GIVEN EXERCISE 1:
Using the article header below, decide whether each statement agrees with it: (a) the alloy studied contains 12% silicon; (b) the article was accepted on 3 November 2020; (c) one of the affiliations is in Toyota. For each one, answer yes or no and quote the words of the header that decide it.

TEXT EXCERPT:
Effect of Annealing on Anisotropic Tensile Properties of Al–12%Si Alloy Fabricated by Laser Powder Bed Fusion
1
Department of Materials Process Engineering, Graduate School of Engineering, Nagoya University, Furo-cho, Chikusa-ku, Nagoya 464-8603, Japan
2
Aichi Center for Industry and Science Technology, 1267-1 Akiai, Yakusa-cho, Toyota 470-0356, Japan
*
Author to whom correspondence should be addressed.
Crystals 2020, 10(11), 1007; https://doi.org/10.3390/cryst10111007
Received: 30 September 2020 / Revised: 3 November 2020 / Accepted: 4 November 2020 / Published: 5 November 2020
(This article belongs to the Special Issue Additive Manufacturing: Materials, Processing, Characterization and Applications)

RECORDS SHOWN:

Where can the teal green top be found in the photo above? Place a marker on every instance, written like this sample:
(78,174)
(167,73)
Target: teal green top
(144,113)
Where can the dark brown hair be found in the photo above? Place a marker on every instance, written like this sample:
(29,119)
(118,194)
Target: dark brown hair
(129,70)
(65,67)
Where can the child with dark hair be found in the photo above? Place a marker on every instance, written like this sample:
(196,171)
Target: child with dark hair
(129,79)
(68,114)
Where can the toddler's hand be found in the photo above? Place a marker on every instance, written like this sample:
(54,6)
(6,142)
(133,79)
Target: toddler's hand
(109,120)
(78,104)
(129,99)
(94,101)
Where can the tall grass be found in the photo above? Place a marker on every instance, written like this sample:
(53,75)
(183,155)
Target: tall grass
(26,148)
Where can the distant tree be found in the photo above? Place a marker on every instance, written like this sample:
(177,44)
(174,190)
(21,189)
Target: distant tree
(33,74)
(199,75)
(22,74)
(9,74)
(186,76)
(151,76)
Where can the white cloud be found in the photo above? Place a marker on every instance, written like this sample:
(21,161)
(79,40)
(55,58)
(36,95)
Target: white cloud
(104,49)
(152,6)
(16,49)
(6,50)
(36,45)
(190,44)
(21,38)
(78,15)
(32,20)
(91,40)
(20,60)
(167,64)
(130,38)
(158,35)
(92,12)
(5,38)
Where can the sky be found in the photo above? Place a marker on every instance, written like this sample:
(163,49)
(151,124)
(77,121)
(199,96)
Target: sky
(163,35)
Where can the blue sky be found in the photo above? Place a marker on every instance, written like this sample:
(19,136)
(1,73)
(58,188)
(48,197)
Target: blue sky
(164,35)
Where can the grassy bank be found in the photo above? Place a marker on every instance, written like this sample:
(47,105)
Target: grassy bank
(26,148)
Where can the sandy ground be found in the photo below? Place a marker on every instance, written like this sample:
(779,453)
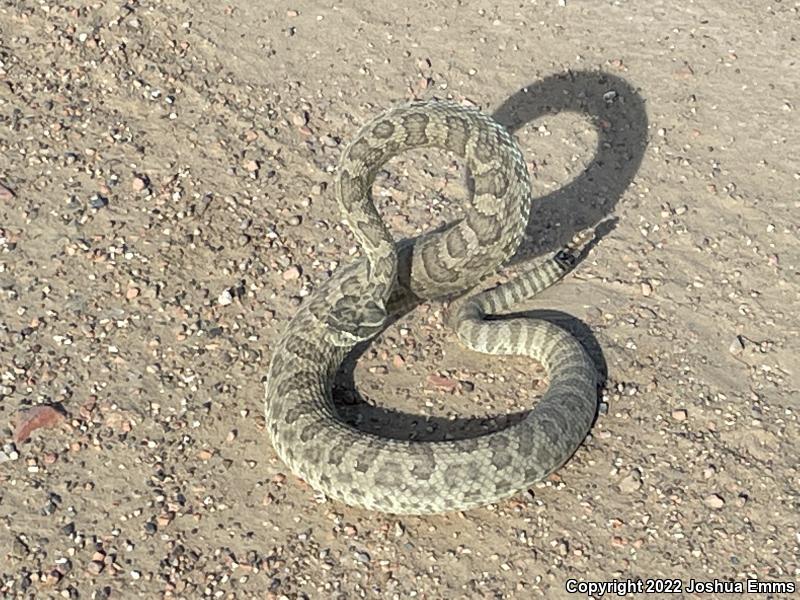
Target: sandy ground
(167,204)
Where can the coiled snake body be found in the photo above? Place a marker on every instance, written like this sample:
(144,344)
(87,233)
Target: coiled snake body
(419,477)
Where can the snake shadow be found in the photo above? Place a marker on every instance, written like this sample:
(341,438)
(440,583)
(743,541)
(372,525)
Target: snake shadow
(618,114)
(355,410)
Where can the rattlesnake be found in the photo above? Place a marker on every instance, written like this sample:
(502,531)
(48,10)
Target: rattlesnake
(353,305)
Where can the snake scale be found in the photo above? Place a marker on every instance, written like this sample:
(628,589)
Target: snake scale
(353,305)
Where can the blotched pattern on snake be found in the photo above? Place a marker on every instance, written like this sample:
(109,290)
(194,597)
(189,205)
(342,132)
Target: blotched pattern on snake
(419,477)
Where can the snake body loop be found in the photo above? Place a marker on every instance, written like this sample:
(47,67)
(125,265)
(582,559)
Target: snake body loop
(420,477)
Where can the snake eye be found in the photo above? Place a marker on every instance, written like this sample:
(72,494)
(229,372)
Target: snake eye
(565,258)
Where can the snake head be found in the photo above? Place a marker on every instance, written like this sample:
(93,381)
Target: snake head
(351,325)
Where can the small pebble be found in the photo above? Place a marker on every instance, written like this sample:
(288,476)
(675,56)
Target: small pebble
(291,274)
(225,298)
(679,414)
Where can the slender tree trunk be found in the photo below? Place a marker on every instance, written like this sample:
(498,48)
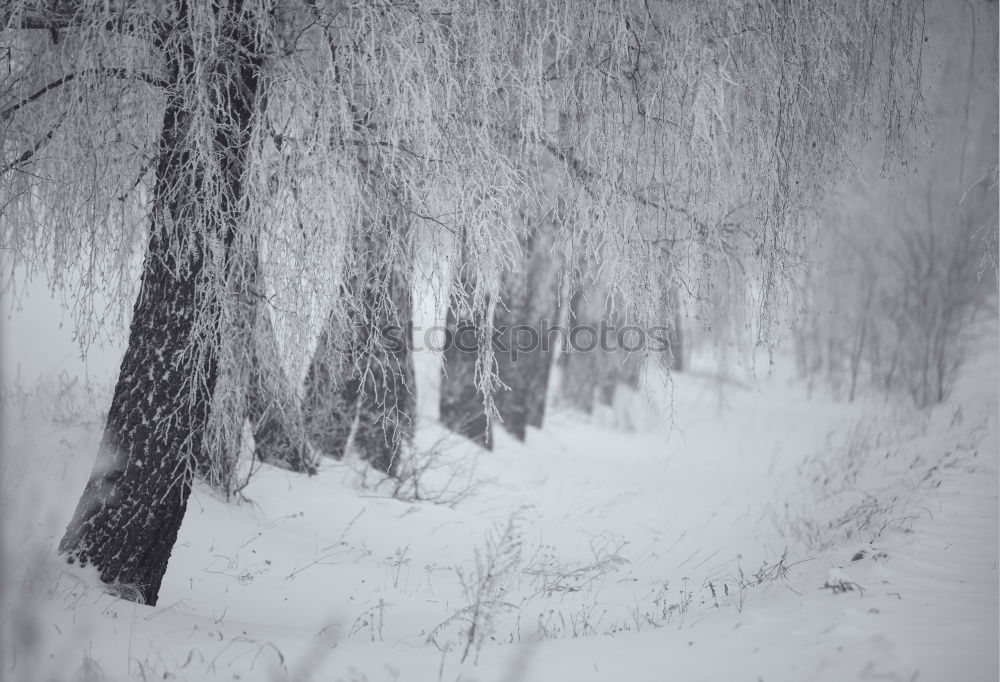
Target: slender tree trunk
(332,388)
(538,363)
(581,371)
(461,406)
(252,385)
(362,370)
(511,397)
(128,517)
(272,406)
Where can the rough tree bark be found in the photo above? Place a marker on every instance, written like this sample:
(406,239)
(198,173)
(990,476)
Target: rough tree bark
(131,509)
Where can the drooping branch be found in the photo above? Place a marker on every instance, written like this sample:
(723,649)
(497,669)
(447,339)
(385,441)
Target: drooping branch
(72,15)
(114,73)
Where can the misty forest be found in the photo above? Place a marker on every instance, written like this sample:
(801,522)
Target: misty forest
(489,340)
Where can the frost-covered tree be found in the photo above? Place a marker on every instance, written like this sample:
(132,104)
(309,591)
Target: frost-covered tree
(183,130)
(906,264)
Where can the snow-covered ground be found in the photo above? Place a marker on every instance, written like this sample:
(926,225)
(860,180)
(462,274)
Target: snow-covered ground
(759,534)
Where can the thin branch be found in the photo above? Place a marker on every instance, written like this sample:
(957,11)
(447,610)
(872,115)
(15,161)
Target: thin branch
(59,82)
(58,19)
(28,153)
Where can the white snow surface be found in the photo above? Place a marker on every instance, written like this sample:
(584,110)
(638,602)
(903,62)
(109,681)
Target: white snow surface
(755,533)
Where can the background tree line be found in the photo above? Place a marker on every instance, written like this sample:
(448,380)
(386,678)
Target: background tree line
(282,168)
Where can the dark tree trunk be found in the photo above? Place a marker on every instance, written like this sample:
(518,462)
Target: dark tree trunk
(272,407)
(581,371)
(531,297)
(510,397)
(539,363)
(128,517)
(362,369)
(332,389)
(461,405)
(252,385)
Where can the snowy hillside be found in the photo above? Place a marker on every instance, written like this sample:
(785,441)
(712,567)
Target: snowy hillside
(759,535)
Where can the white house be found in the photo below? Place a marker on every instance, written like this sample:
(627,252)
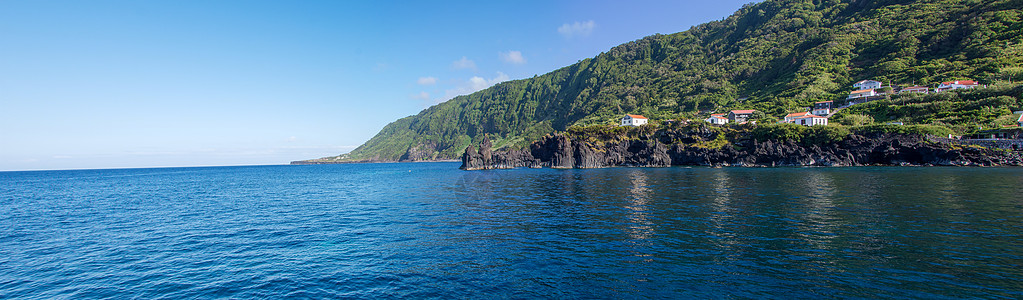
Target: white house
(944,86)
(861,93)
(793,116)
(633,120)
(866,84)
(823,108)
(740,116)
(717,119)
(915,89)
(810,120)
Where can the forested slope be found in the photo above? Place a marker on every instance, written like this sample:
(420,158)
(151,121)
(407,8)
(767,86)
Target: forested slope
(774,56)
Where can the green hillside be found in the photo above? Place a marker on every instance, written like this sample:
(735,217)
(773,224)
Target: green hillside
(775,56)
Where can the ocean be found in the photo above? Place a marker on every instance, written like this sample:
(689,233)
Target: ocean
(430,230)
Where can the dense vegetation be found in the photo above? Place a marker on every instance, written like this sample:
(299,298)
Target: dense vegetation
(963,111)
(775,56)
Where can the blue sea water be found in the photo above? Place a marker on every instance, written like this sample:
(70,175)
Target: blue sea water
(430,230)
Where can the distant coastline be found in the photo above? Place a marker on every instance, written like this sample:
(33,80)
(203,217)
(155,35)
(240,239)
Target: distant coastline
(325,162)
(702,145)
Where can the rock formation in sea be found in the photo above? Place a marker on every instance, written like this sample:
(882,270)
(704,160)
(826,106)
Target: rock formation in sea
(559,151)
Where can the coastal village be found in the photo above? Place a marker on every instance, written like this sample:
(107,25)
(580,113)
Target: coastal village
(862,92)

---

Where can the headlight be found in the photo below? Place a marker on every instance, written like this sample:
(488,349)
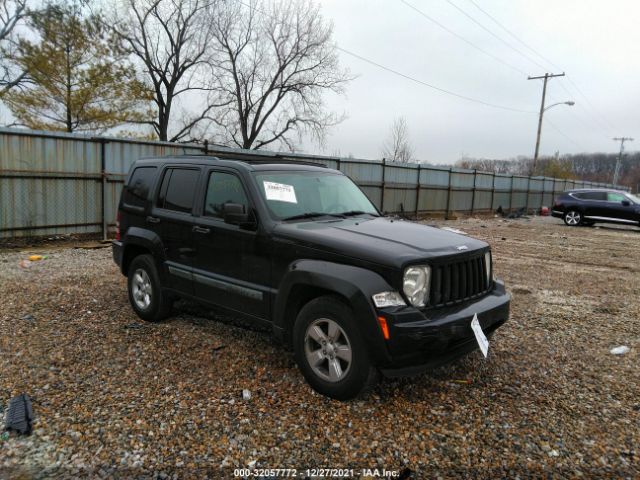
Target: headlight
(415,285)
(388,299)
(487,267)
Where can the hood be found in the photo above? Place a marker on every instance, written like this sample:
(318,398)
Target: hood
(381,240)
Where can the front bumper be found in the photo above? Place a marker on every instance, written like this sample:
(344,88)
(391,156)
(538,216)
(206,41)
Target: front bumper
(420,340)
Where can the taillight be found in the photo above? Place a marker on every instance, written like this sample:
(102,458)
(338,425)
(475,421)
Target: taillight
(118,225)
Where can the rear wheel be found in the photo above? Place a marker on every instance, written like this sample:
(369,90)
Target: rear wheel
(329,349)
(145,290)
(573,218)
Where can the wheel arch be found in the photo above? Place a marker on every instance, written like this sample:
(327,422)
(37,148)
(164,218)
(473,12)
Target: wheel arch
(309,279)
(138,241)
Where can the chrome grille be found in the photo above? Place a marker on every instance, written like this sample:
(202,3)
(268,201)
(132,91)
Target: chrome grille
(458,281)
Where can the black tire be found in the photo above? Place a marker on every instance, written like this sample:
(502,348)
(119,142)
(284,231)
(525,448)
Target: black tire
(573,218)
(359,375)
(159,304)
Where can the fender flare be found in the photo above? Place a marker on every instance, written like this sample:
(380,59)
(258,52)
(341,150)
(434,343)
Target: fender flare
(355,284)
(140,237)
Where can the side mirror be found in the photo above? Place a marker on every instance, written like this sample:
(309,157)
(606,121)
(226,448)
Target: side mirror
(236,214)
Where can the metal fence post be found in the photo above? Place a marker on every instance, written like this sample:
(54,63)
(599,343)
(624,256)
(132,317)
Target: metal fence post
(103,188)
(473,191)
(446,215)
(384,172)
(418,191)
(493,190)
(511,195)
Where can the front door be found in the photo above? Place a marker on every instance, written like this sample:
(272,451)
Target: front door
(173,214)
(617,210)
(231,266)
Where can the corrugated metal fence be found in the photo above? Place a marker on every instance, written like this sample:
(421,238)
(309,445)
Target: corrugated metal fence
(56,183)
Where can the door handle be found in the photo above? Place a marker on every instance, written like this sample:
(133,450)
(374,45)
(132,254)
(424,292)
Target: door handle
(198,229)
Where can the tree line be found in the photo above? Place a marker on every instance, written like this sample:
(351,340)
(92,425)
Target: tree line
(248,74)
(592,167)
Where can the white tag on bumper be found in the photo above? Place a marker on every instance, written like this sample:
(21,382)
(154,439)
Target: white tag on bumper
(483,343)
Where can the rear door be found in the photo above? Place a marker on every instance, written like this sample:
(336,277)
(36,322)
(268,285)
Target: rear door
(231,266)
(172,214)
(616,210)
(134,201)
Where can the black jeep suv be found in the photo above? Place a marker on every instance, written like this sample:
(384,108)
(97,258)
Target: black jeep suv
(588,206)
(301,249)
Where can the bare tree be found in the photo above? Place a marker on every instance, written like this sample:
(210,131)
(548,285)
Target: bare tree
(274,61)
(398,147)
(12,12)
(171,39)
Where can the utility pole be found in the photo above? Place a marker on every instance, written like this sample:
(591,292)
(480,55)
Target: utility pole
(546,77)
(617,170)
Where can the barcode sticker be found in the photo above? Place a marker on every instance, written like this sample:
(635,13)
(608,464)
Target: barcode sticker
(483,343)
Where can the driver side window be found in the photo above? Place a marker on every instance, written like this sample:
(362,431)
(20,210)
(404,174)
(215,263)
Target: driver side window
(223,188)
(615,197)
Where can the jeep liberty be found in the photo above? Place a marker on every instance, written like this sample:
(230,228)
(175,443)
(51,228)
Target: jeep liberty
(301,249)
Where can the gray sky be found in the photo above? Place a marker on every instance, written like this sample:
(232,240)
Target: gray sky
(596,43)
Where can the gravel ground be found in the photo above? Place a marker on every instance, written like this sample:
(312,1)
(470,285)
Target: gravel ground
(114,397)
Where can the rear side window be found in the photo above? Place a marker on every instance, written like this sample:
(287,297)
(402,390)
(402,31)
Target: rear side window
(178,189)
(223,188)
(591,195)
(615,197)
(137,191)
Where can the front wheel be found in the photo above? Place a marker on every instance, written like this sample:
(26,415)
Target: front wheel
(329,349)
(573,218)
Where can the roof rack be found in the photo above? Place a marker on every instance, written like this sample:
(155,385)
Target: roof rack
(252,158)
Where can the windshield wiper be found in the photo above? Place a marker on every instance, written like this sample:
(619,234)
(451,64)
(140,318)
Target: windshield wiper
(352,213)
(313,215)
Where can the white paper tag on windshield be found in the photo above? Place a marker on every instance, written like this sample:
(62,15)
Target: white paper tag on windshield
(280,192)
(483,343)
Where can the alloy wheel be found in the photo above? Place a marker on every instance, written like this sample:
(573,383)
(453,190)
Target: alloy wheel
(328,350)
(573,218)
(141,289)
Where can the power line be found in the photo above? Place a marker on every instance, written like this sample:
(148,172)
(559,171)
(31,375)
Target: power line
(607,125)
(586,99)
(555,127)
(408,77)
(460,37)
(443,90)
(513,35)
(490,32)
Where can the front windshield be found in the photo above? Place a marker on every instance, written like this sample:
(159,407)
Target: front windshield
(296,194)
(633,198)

...

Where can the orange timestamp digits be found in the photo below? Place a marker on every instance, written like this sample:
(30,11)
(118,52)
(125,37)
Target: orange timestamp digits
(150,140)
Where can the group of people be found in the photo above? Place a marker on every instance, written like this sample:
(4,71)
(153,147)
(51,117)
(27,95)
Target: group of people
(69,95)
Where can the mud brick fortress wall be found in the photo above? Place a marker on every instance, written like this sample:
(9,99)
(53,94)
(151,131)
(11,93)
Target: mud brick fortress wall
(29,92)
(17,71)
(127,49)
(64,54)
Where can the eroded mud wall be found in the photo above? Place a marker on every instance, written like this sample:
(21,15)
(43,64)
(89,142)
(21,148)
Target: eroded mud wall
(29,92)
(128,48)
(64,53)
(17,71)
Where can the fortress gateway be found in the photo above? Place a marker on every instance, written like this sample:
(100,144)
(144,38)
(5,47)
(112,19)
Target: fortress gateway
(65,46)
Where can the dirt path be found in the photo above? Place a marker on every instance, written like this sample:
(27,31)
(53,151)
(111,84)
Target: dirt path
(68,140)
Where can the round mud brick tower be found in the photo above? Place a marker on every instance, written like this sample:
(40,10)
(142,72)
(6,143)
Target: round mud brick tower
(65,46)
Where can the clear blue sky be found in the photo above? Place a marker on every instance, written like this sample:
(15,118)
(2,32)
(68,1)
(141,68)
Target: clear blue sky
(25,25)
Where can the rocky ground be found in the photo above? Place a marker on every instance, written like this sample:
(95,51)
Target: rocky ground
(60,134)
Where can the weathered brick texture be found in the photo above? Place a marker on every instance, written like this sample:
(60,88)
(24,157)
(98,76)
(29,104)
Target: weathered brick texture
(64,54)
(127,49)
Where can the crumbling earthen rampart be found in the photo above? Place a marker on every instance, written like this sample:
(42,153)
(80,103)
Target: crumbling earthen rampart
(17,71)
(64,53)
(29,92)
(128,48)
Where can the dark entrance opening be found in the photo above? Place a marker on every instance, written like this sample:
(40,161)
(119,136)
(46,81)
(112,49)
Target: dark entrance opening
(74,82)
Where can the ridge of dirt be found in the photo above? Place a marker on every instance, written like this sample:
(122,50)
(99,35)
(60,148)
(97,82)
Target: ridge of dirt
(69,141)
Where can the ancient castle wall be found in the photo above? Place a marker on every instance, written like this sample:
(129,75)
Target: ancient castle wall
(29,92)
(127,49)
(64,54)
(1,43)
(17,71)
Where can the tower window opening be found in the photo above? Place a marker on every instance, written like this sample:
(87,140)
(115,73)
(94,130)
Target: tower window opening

GIVEN EXERCISE 2:
Locate every line in the rows above that contains the word "utility", and copy each of those lines in full. Case counts.

TASK ANSWER 1:
(a) Yes: "Al–12%Si Alloy"
(b) No: "Accepted: 4 November 2020"
(c) Yes: "Toyota 470-0356, Japan"

TASK ANSWER 2:
Where can the utility pole be found in the photo above? Place a marker on every instance, written like this sample:
Target: utility pole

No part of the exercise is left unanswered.